◆ **ACTION ITEM**:
Write a continuation of the 1,4-dioxane text that picks up after its final sentence.

◆ **PROVIDED TEXT**:
══════

1,4-Dioxane is a volatile organic compound, classified as an ether. It is a colorless liquid with a faint sweet odor similar to that of diethyl ether. The compound is often called simply dioxane because the other dioxane isomers (1,2- and 1,3-) are rarely encountered.
Dioxane is used as a solvent for a variety of practical applications as well as in the laboratory, and also as a stabilizer for the transport of chlorinated hydrocarbons in aluminum containers. In 1985, the global production capacity for dioxane was between 11,000 and 14,000 tons. In 1990, the total U.S. production volume of dioxane was between 5,250 and 9,150 tons.
In the 1980s, most of the dioxane produced was used as a stabilizer for 1,1,1-trichloroethane for storage and transport in aluminium containers. Normally aluminium is protected by a passivating oxide layer, but when these layers are disturbed, the metallic aluminium reacts with trichloroethane to give aluminium trichloride, which in turn catalyses the dehydrohalogenation of the remaining trichloroethane to vinylidene chloride and hydrogen chloride. Dioxane "poisons" this catalysis reaction by forming an adduct with aluminum trichloride.

══════

Referring expression pointing data:

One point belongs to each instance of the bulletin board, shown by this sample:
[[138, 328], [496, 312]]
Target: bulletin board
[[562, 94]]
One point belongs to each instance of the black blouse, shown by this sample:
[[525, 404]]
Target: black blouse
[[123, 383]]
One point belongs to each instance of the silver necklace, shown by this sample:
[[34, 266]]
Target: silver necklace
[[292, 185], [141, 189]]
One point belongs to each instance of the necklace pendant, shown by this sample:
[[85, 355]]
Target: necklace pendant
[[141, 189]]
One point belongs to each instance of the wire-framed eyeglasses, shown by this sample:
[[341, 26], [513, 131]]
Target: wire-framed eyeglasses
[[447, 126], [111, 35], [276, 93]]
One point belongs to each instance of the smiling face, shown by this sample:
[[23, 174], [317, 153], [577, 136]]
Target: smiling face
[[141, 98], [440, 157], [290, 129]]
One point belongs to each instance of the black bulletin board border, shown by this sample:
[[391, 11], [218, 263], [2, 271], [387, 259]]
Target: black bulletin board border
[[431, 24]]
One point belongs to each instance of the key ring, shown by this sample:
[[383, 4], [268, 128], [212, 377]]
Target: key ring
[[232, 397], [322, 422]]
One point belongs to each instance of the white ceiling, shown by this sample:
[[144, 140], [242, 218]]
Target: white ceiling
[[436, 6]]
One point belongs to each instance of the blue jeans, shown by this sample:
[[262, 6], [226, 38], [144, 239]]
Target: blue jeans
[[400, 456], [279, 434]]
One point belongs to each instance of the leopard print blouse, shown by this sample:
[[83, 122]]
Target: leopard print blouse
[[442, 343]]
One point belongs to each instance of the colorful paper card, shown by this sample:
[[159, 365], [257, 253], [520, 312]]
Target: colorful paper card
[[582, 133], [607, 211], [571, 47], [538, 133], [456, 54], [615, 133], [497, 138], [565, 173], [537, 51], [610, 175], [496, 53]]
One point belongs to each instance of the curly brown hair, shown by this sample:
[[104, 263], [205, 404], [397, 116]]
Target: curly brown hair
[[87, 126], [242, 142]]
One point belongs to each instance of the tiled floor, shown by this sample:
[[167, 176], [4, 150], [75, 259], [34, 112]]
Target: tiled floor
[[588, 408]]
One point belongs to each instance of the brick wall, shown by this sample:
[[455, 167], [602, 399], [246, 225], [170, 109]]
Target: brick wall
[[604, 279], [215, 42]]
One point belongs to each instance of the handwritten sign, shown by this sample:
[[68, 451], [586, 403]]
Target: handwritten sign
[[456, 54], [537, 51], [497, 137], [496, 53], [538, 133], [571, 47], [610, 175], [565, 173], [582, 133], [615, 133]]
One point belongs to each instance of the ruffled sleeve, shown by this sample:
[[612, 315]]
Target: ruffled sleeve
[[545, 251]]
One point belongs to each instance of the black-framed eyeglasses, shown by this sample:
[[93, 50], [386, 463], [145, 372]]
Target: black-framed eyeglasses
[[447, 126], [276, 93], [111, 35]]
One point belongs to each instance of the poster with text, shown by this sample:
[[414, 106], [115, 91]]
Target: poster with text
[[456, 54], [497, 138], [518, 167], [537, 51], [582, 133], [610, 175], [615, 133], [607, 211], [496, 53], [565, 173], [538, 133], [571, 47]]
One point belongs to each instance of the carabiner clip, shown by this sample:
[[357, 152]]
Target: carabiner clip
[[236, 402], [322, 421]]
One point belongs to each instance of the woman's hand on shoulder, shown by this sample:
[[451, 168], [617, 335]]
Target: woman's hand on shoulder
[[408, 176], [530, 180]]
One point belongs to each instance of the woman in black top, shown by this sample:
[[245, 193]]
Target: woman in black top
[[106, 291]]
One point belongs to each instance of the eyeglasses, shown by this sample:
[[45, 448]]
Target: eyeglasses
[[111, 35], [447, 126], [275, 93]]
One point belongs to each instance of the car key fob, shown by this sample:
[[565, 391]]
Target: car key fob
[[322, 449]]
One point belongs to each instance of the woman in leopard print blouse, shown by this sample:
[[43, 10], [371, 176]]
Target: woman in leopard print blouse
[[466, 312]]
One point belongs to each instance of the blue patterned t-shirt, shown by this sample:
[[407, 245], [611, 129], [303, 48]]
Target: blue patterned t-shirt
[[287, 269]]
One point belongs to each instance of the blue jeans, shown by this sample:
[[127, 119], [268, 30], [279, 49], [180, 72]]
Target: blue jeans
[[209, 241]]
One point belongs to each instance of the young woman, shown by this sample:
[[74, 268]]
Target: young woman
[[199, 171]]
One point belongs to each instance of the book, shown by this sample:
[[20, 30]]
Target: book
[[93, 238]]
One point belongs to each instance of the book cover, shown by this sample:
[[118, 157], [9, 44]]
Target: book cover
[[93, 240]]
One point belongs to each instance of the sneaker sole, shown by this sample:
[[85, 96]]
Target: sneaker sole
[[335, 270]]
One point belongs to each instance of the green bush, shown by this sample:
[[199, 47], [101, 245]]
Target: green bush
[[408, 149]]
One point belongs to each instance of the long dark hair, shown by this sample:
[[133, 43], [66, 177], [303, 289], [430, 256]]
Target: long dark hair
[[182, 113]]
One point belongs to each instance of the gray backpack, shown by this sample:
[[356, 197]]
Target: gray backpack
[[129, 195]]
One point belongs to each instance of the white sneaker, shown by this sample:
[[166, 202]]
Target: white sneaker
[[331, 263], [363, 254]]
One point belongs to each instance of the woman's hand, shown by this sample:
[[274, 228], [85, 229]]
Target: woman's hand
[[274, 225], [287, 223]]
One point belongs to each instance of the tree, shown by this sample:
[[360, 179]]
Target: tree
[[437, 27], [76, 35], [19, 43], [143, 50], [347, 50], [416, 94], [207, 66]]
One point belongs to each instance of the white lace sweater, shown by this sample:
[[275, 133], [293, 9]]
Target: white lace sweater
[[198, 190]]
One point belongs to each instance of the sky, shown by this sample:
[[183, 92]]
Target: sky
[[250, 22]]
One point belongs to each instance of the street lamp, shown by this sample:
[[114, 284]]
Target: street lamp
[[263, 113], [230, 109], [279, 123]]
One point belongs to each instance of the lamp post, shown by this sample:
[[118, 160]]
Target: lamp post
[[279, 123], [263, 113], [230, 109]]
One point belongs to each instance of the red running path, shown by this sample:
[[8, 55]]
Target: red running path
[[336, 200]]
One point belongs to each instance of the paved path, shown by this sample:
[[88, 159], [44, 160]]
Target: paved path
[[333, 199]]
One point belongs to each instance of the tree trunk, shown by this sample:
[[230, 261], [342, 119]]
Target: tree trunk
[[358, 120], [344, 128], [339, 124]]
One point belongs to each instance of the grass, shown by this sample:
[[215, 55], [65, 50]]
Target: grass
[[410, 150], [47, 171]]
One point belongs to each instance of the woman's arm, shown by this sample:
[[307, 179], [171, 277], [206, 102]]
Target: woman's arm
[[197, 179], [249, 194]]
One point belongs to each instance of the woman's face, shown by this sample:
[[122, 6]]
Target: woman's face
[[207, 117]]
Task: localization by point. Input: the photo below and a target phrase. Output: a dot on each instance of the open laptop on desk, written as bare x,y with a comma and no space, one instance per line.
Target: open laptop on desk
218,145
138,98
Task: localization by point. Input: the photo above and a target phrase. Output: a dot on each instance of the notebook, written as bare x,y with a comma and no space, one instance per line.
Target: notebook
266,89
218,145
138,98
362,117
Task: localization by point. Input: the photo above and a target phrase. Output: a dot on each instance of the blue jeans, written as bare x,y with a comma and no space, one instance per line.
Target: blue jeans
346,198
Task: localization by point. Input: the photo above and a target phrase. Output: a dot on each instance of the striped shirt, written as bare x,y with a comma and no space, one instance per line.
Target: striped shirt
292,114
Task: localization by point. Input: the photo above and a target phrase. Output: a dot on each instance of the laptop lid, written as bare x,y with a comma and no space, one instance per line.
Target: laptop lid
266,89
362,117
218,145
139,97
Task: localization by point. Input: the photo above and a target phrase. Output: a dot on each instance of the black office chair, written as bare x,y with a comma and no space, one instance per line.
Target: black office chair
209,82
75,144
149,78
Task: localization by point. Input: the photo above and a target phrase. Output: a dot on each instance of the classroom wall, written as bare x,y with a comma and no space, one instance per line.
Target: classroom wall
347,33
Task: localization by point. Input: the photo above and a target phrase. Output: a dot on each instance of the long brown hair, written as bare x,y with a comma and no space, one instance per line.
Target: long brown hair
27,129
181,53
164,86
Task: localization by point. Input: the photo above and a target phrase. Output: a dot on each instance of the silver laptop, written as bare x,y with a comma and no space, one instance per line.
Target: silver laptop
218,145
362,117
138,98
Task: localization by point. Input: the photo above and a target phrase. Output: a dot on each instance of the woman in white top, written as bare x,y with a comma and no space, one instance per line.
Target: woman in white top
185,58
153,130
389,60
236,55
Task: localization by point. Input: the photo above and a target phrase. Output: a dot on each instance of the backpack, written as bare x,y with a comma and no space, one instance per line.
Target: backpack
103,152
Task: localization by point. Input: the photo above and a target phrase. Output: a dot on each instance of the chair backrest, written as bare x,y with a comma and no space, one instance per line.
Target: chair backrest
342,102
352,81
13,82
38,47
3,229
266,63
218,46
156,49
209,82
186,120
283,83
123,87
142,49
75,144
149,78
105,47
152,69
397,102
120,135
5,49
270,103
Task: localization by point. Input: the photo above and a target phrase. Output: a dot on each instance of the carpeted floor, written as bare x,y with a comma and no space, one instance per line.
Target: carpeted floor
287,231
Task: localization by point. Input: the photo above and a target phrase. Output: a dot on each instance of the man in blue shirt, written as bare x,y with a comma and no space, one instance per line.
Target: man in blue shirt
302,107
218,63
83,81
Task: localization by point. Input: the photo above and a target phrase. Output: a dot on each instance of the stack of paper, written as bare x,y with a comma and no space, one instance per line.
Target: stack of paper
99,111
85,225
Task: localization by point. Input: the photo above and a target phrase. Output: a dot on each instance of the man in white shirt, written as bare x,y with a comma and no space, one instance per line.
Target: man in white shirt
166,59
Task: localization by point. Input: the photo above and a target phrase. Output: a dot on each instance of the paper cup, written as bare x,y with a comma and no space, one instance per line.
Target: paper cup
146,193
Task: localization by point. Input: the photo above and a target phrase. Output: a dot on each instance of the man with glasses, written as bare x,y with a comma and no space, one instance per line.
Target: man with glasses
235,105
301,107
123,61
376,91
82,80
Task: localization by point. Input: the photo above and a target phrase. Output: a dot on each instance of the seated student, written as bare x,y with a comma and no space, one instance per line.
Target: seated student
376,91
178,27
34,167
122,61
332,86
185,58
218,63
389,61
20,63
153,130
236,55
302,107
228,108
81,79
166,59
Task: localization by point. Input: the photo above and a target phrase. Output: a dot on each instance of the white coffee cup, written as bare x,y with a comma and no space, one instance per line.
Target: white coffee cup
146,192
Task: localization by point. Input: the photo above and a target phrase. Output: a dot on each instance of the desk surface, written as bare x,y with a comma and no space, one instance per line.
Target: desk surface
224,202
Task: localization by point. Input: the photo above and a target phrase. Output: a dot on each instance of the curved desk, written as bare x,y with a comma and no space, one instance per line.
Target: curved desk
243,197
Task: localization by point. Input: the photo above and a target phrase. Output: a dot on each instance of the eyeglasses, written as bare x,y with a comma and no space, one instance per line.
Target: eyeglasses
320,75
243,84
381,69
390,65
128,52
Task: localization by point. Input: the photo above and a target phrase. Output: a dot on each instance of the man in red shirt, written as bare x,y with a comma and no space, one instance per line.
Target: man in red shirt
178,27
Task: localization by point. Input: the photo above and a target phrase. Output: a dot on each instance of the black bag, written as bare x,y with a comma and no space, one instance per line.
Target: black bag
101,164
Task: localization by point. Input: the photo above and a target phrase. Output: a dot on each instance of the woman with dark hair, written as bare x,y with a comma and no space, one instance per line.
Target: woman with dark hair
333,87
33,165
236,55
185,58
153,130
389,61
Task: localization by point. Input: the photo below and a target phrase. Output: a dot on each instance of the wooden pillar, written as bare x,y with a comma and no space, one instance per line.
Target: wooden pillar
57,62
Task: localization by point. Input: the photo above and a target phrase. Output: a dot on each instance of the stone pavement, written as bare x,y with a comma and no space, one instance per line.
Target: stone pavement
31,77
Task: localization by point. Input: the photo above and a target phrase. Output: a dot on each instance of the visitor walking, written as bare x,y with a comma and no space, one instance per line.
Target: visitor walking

══════

◆ **TASK OUTPUT**:
1,4-Dioxane in Tap Water
Most 1,4-dioxane contamination of drinking water comes from leaking underground storage tanks at hazardous waste sites, or discharges from manufacturing plants. Once it makes its way into sources of drinking water, 1,4-dioxane tends to stay there, because it does not break down easily. Because manufacturers don't have to report discharges of 1,4-dioxane, tracing contamination to its source is difficult. When a source is identified, the lack of enforceable standards means regulators have no legal grounds to stop contamination.
There is no federal maximum contaminant level set for 1,4-dioxane in drinking water. However, it has been included in the Contaminant Candidate List an ever-growing list of drinking water contaminants that are known or anticipated to occur in public water systems, which are not (yet) currently subject to EPA regulations.
1,4-Dioxane is a likely human carcinogen and has been found in groundwater at sites throughout the United States. The physical and chemical properties and behavior of 1,4-dioxane create challenges for its characterization and treatment. It is highly mobile and does not readily biodegrade in the environment.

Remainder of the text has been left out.